[[ Extracted data open ]]
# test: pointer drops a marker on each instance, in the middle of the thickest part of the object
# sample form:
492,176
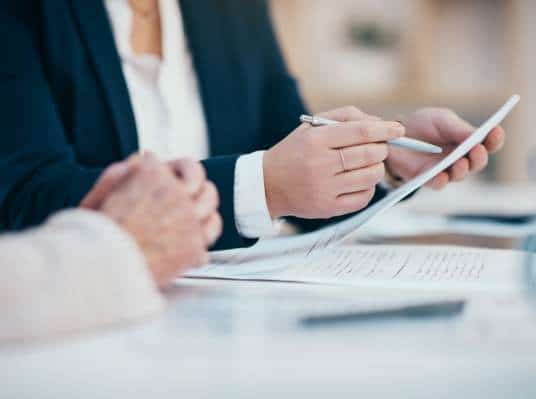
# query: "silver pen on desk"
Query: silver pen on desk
404,142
[[ Extracted data closed ]]
Try it — What you hand back should match the entries above exactly, except that no picture appears.

Task output —
# test: pointer drops a marker on each instance, in the middle of the thickest part of the object
# sample form:
492,176
# query: "silver pen on desk"
Query: silver pen on desk
404,142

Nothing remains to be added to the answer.